- [Exercise instructions]:
Convert all the rows below into a numbered list with one line per item. Skip any blank lines and leave the pictures out.

- [Listing]:
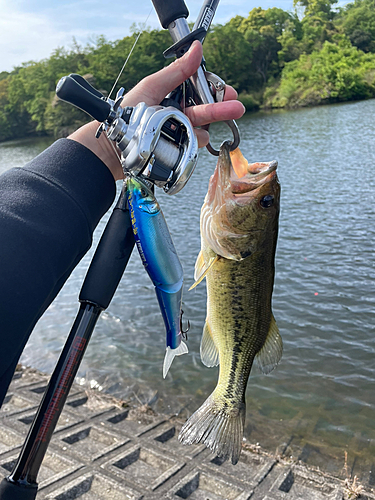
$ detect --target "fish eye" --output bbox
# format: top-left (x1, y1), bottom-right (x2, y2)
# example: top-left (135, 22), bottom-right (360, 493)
top-left (260, 194), bottom-right (274, 208)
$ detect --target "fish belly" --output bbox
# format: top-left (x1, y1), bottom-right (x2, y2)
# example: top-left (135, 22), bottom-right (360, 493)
top-left (179, 244), bottom-right (273, 464)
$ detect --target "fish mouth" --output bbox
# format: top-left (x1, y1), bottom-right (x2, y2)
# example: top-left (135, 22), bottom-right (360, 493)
top-left (207, 141), bottom-right (278, 203)
top-left (229, 148), bottom-right (278, 194)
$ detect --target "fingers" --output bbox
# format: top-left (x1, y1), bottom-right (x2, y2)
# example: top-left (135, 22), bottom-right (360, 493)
top-left (185, 101), bottom-right (245, 127)
top-left (224, 85), bottom-right (238, 101)
top-left (194, 128), bottom-right (210, 148)
top-left (121, 41), bottom-right (203, 106)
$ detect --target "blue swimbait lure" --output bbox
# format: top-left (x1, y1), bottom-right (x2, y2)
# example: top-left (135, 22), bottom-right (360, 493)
top-left (127, 177), bottom-right (188, 378)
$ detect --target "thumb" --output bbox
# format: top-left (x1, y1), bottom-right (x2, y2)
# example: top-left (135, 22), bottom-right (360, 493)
top-left (122, 41), bottom-right (203, 106)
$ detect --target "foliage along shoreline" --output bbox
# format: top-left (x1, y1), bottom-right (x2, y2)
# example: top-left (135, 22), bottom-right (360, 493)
top-left (0, 0), bottom-right (375, 141)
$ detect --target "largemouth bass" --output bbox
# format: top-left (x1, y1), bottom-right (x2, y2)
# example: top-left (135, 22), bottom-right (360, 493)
top-left (127, 177), bottom-right (188, 378)
top-left (179, 143), bottom-right (282, 464)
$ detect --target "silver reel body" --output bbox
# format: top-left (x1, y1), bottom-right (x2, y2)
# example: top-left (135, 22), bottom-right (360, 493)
top-left (106, 102), bottom-right (198, 194)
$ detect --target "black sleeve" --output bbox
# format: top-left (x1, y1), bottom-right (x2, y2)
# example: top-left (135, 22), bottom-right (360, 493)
top-left (0, 139), bottom-right (116, 398)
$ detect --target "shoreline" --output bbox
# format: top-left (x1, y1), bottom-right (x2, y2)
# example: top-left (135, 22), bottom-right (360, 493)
top-left (0, 365), bottom-right (375, 500)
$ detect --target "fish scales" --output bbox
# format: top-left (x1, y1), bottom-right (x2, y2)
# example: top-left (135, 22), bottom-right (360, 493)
top-left (179, 143), bottom-right (282, 464)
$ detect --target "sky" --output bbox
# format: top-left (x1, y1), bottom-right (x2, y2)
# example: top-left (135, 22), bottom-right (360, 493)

- [Expected answer]:
1. $ detect --target "fish eye" --output bbox
2. # format: top-left (x1, y1), bottom-right (x2, y2)
3. # example: top-left (135, 22), bottom-right (360, 493)
4. top-left (260, 194), bottom-right (274, 208)
5. $ detect --target "fish belly" --output bbox
6. # format: top-left (x1, y1), bottom-right (x2, y2)
7. # example: top-left (135, 22), bottom-right (360, 493)
8. top-left (179, 244), bottom-right (273, 464)
9. $ detect --target "fish mouth" --output bbox
10. # format: top-left (x1, y1), bottom-right (x2, y2)
11. # example: top-left (135, 22), bottom-right (360, 493)
12. top-left (207, 141), bottom-right (278, 203)
13. top-left (229, 148), bottom-right (278, 194)
14. $ detect --target "fingers" --output bbox
15. # format: top-left (x1, y1), bottom-right (x2, y2)
16. # example: top-left (135, 22), bottom-right (360, 493)
17. top-left (185, 101), bottom-right (245, 127)
18. top-left (224, 85), bottom-right (238, 101)
19. top-left (194, 128), bottom-right (210, 148)
20. top-left (121, 41), bottom-right (203, 106)
21. $ detect --target "blue swimbait lure" --output bbox
22. # format: top-left (x1, y1), bottom-right (x2, y2)
23. # example: top-left (135, 22), bottom-right (360, 493)
24. top-left (127, 177), bottom-right (188, 378)
25. $ detect --target "thumb" --output bbox
26. # format: top-left (x1, y1), bottom-right (x2, y2)
27. # example: top-left (135, 22), bottom-right (360, 493)
28. top-left (122, 41), bottom-right (203, 106)
29. $ detect --target "foliage along shoreline" --output bbox
30. # format: top-left (x1, y1), bottom-right (x2, y2)
31. # example: top-left (135, 22), bottom-right (360, 493)
32. top-left (0, 0), bottom-right (375, 141)
33. $ detect --target "largemouth bass" --output bbox
34. # format: top-left (x1, y1), bottom-right (x2, y2)
35. # example: top-left (135, 22), bottom-right (360, 493)
36. top-left (127, 177), bottom-right (188, 378)
37. top-left (179, 143), bottom-right (282, 464)
38. $ detect --target "silver reel body" --output bbox
39. # format: top-left (x1, y1), bottom-right (x2, y2)
40. # example: top-left (135, 22), bottom-right (360, 493)
41. top-left (106, 102), bottom-right (198, 194)
42. $ detect --target "black sleeve" --output bbox
43. # format: top-left (x1, y1), bottom-right (x2, y2)
44. # example: top-left (135, 22), bottom-right (360, 493)
45. top-left (0, 139), bottom-right (116, 398)
46. $ detect --target "shoreline" --output bbox
47. # format: top-left (x1, y1), bottom-right (x2, y2)
48. # example: top-left (135, 22), bottom-right (360, 493)
49. top-left (0, 365), bottom-right (375, 500)
50. $ detect --target "fish scales" --output bbox
51. # format: top-left (x1, y1), bottom-right (x2, y2)
52. # example: top-left (135, 22), bottom-right (360, 493)
53. top-left (179, 143), bottom-right (282, 464)
54. $ detect --target "sky" --output bbox
55. # format: top-left (x1, y1), bottom-right (x2, y2)
56. # example: top-left (135, 22), bottom-right (360, 493)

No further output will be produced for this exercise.